─── DOCUMENT SECTION ───

Verse of the Day

Sunday, June 22, 2014

Of Anniversaries and Angiomas

Last night, my husband and I went out to dinner (thanks, Mom) to celebrate our 21st anniversary. How amazing that we haven't killed each other by now! But in the course of dinner and conversation, we inevitably talked of this lovely disease--- cavernous angioma-- and how is frustrates me to to end. I expressed my desire to find an expert in the field who could answer questions, and give me some perspective to the disease.

That's when my husband made an interesting comment that echoed in my mind all through the night. He said, "This isn't a disease to understand or manage. There's not much to do, and Dr. Willis has answered your questions. All that can be done is crisis intervention."

Crisis intervention. And I guess that's right. A doctor can give you seizure medications if needed. A doctor can track progression or regression of the disease. You can take steroids to reduce edema. A patient can opt for surgical resection or radio surgery. But really, there is not much to do but crisis intervention. There is no cure; there is nothing that can prevent the disease. For a person who likes answers---concrete answers-- this is difficult to swallow.

I have said to another friend that this disease is feels like you're waiting for the other shoe to drop. You just never know when the next wave of crisis is going to threaten you. You try to relax and trust the Lord, but your body defies you--- you're on constant alert.

Because the brain is plastic or dynamic, symptoms constantly change. One day feels like perhaps you're making some overall progress; the next day feels like the numbness has worsened. For emotion-driven people, like myself, not focusing on how you feel is very difficult. Telling yourself that you can not trust your symptoms seems so counter intuitive. How do you go on with the day, acting like nothing is wrong when in reality, you're treading water, emotionally-speaking?

The only way I can try to understand life right now is by viewing this whole dilemma through the Word. We are told to walk by faith, not by sight. We are told not to fear. We know we are never going to really understand all that we want to understand--- and that has to be okay. It has to be okay.

─── EXTRACTED DATA ───

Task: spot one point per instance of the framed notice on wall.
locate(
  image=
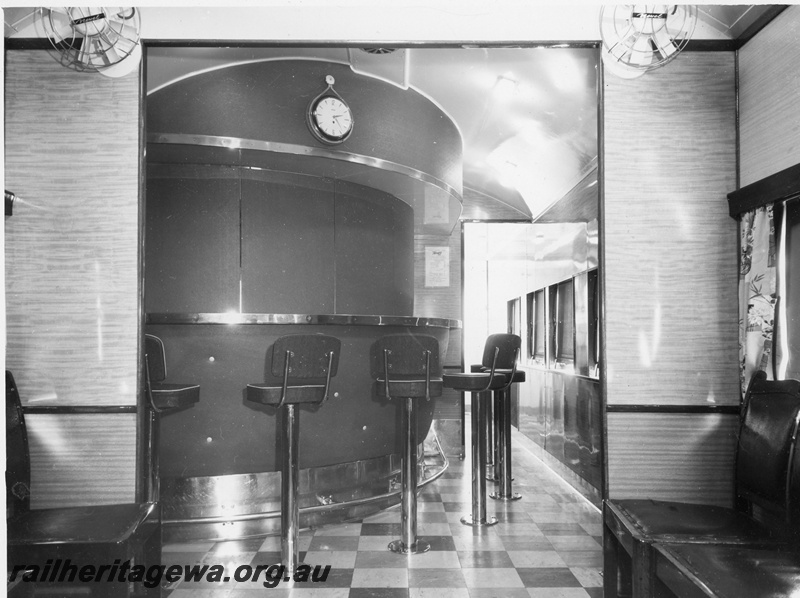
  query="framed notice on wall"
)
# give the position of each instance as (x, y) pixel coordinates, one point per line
(437, 266)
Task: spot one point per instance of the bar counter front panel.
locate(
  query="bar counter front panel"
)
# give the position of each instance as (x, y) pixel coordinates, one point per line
(225, 434)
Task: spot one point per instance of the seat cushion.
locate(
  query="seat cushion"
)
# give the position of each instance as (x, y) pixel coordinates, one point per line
(408, 389)
(473, 381)
(664, 521)
(728, 571)
(174, 396)
(295, 395)
(519, 375)
(101, 524)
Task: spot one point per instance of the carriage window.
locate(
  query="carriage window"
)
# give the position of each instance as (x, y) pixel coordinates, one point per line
(564, 324)
(594, 322)
(539, 327)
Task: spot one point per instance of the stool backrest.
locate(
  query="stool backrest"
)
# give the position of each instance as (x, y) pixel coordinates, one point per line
(18, 464)
(155, 358)
(409, 356)
(508, 345)
(766, 444)
(310, 356)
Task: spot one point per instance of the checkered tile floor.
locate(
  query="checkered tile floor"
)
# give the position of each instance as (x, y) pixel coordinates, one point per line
(547, 545)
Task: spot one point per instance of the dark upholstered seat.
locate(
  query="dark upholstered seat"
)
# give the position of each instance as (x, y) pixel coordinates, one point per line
(499, 353)
(407, 367)
(724, 571)
(764, 452)
(302, 366)
(165, 396)
(85, 535)
(301, 369)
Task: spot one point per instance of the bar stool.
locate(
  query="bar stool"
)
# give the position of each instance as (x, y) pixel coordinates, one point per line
(163, 398)
(305, 364)
(498, 418)
(478, 383)
(503, 437)
(407, 367)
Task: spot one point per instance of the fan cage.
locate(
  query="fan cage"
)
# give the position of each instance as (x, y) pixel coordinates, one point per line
(645, 37)
(91, 39)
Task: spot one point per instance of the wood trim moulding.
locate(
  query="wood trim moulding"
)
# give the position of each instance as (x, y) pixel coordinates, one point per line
(776, 187)
(765, 19)
(77, 409)
(721, 409)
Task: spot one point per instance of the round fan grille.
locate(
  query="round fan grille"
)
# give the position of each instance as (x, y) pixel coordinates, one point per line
(641, 37)
(92, 39)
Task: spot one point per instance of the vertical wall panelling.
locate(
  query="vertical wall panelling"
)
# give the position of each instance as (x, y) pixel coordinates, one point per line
(440, 302)
(769, 85)
(670, 280)
(72, 153)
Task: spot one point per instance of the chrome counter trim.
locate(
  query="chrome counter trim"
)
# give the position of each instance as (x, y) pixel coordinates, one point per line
(375, 487)
(308, 319)
(302, 150)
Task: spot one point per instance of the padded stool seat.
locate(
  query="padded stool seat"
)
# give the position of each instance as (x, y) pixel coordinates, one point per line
(474, 381)
(92, 525)
(499, 349)
(727, 571)
(302, 366)
(407, 367)
(174, 396)
(296, 395)
(165, 396)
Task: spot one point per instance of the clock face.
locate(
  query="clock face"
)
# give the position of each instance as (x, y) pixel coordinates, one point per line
(331, 119)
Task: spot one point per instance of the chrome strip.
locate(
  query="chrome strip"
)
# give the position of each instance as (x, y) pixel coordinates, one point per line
(301, 150)
(441, 465)
(307, 510)
(308, 319)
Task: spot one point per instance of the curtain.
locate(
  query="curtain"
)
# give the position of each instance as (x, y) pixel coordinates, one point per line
(757, 293)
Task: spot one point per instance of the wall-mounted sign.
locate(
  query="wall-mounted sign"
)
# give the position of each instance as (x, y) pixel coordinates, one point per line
(437, 266)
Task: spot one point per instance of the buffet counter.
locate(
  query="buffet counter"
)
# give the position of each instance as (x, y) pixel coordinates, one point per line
(218, 459)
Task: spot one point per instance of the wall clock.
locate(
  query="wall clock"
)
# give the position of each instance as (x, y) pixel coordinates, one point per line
(329, 117)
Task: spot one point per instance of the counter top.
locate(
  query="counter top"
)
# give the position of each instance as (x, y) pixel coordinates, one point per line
(311, 319)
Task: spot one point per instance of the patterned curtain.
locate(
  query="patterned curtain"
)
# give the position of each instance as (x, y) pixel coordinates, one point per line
(757, 293)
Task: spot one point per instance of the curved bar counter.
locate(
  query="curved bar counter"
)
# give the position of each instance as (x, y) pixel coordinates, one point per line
(252, 224)
(219, 470)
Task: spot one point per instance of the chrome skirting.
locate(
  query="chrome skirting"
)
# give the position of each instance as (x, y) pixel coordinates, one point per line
(231, 507)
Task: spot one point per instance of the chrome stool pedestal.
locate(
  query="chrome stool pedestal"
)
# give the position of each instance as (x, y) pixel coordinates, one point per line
(503, 445)
(481, 380)
(407, 367)
(299, 362)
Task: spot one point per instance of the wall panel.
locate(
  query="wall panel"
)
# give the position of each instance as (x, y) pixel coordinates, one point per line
(769, 85)
(670, 246)
(72, 248)
(72, 271)
(440, 302)
(81, 459)
(685, 457)
(670, 277)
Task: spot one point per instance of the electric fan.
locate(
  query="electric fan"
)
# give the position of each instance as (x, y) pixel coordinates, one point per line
(641, 37)
(101, 39)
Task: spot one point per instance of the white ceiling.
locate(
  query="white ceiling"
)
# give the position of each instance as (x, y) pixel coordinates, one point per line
(525, 147)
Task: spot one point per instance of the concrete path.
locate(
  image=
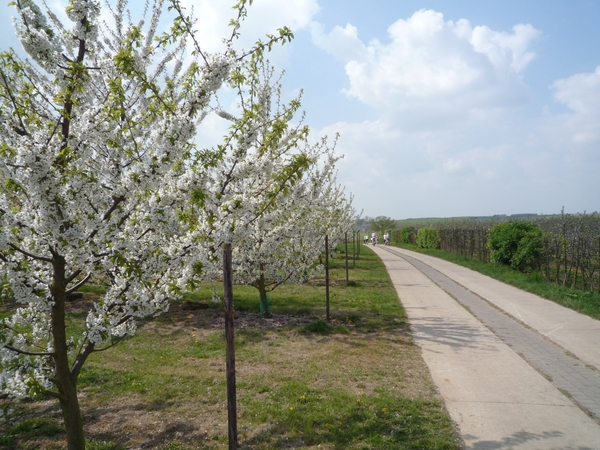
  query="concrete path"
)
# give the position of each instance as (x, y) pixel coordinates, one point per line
(516, 371)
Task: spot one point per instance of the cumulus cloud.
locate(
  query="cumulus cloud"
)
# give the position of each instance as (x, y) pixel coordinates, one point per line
(432, 72)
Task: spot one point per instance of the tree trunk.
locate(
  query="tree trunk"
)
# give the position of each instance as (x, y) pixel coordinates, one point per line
(230, 348)
(264, 301)
(65, 382)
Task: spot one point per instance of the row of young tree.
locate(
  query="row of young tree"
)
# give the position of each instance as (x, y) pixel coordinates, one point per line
(103, 182)
(564, 248)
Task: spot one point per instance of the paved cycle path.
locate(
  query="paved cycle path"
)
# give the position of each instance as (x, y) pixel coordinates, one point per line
(516, 371)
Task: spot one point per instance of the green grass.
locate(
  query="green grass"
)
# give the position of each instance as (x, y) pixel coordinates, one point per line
(357, 382)
(585, 302)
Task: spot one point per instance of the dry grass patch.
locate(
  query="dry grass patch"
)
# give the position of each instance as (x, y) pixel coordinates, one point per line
(363, 385)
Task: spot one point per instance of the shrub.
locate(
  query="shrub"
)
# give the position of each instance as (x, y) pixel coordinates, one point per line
(519, 245)
(428, 238)
(408, 234)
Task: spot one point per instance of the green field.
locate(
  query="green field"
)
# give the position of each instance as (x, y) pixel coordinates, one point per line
(358, 382)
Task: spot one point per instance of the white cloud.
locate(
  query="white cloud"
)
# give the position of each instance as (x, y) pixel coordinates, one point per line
(434, 73)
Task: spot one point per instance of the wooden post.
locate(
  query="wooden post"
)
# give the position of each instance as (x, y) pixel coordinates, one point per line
(354, 249)
(327, 278)
(346, 238)
(230, 350)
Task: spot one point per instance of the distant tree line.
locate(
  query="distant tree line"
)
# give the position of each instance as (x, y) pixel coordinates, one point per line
(564, 248)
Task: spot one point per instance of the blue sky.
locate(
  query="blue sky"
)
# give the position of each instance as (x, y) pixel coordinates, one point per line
(468, 107)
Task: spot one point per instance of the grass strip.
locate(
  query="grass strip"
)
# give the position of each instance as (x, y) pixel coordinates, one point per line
(585, 302)
(358, 382)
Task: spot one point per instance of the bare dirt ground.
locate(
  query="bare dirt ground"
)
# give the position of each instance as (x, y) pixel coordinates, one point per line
(132, 422)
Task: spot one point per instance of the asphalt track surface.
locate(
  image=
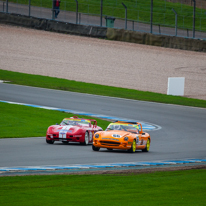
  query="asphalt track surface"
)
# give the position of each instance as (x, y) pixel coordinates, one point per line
(181, 132)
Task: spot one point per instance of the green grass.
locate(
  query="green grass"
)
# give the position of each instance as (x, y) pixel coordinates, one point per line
(159, 188)
(28, 121)
(137, 10)
(74, 86)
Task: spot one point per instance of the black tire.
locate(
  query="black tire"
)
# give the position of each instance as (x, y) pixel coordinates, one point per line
(50, 141)
(147, 146)
(133, 147)
(95, 148)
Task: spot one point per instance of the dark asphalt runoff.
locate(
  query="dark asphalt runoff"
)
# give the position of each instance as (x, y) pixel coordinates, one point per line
(182, 133)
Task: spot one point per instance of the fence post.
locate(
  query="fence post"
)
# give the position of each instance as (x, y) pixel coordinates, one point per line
(194, 18)
(76, 11)
(125, 15)
(175, 21)
(151, 16)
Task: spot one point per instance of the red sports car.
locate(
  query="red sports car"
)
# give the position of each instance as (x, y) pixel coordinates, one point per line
(73, 129)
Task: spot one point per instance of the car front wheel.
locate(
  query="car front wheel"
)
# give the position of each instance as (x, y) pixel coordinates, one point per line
(95, 148)
(133, 147)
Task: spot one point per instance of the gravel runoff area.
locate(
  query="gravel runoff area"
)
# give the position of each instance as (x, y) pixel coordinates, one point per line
(113, 63)
(100, 61)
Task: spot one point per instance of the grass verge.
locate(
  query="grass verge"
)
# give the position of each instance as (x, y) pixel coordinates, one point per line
(159, 188)
(74, 86)
(31, 122)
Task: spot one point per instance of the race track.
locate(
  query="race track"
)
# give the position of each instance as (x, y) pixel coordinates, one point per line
(181, 130)
(182, 133)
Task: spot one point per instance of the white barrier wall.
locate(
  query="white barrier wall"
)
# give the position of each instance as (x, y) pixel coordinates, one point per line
(176, 86)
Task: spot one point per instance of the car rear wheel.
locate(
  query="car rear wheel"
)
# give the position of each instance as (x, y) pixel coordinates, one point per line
(95, 148)
(50, 141)
(133, 147)
(86, 138)
(147, 146)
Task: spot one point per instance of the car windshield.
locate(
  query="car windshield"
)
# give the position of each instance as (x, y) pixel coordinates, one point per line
(124, 127)
(75, 122)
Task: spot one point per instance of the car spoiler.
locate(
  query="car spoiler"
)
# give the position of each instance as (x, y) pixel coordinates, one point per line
(131, 122)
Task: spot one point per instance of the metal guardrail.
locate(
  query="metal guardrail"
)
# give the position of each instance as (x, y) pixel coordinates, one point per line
(98, 20)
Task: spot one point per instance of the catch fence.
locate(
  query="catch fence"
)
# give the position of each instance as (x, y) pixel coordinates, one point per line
(187, 19)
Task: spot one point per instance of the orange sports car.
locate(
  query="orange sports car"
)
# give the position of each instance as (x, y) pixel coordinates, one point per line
(124, 136)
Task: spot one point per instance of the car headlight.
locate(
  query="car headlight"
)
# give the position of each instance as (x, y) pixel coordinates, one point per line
(126, 139)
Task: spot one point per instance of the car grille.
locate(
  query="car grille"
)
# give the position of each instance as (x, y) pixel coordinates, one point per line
(109, 143)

───

### TASKS TO CARRY OUT
1 - Duplicate the blog post from the words that contain "Because the brain" through the end of "It has to be okay.".
2 - Answer each question using the blog post.
(a) Which anniversary were the writer and her husband celebrating at dinner?
(b) According to the husband, what is all that can be done?
(c) What does the writer say we are told to walk by?
The records above were taken from a separate source.

### EXPECTED RESULTS
1 -
Because the brain is plastic or dynamic, symptoms constantly change. One day feels like perhaps you're making some overall progress; the next day feels like the numbness has worsened. For emotion-driven people, like myself, not focusing on how you feel is very difficult. Telling yourself that you can not trust your symptoms seems so counter intuitive. How do you go on with the day, acting like nothing is wrong when in reality, you're treading water, emotionally-speaking?

The only way I can try to understand life right now is by viewing this whole dilemma through the Word. We are told to walk by faith, not by sight. We are told not to fear. We know we are never going to really understand all that we want to understand--- and that has to be okay. It has to be okay.

2 -
(a) Their 21st anniversary.
(b) Crisis intervention.
(c) By faith, not by sight.